### Selected passage
· · · · ·
Watching the responses of this post, i have noticed that i was right, in fact i'm outdated. Rip 90s generation


It's not so much that, I don't think. I was born in '86, and for the most part I agree with you. I'm not a fan of sex sans attachment / romance / love, as I've been rather emphatic about arguing on other threads. The thing is that I tend to think that for a lot of people, sex has a tendency to form its own attachments on a purely neurochemical level whether we like it or not. People wouldn't get lovesick or heartbroken otherwise.

Sun Fin wrote:
Bush Leagues wrote:
Sun Fin wrote:I'm really happy that I'm building a friendship with my girlfriend that isn't purely built on physical attraction.


Let's talk about this for a bit, because this is also interesting.
· · · · ·
### Provided material
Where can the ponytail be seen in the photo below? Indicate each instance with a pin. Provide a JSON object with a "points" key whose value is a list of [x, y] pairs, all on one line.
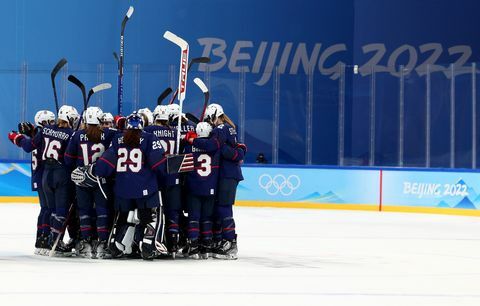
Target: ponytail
{"points": [[226, 119], [131, 138], [94, 133]]}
· · · · ·
### Written task 1
Could you copy out the forum discussion on sex and attachment from "It's not so" up to and including "on physical attraction."?
### Written task 2
How would the forum discussion on sex and attachment go on? Write its next part, starting after its last line.
The data was drawn from a different source than the forum discussion.

### Expected output 1
It's not so much that, I don't think. I was born in '86, and for the most part I agree with you. I'm not a fan of sex sans attachment / romance / love, as I've been rather emphatic about arguing on other threads. The thing is that I tend to think that for a lot of people, sex has a tendency to form its own attachments on a purely neurochemical level whether we like it or not. People wouldn't get lovesick or heartbroken otherwise.

Sun Fin wrote:
Bush Leagues wrote:
Sun Fin wrote:I'm really happy that I'm building a friendship with my girlfriend that isn't purely built on physical attraction.

### Expected output 2
So I would say that physical attraction (and each person's physical needs) are also really important to a relationship, but other things are also critical. I'm also of the opinion that a deep emotional bond makes the physical things (particularly sex) even better. I've had sex when it didn't mean much emotionally, and sex where I was completely in love with my partner. The first one is nothing to right home about. The second one is something that makes life worth living. :D


Sorry I didn't mean to give off the wrong impression there. I think that my girlfriend is beautiful and I wouldn't date her if there wasn't physical attraction. The point I was making is that there needs to be more than that. I saw many of my friends at university fall for a girl, have passionate sex for a month or two and then when that burned out they realised that they had nothing in common and actually they had no interest in trying to find something to keep them together. As opposed to the way round we're doing it (my girlfriend is also called Beth by the way :lol:) where we found ourselves attracted to each other and have built a friendship whilst slowly becoming more intimate. I feel that is a far healthier way round to do it. Then when/if we're ready to make a permanent commitment, ie marriage we will begin having sex.


I can see where you're both coming from on this one, but I have to respectfully defer with both opinions presented here. I'll start by saying where I agree.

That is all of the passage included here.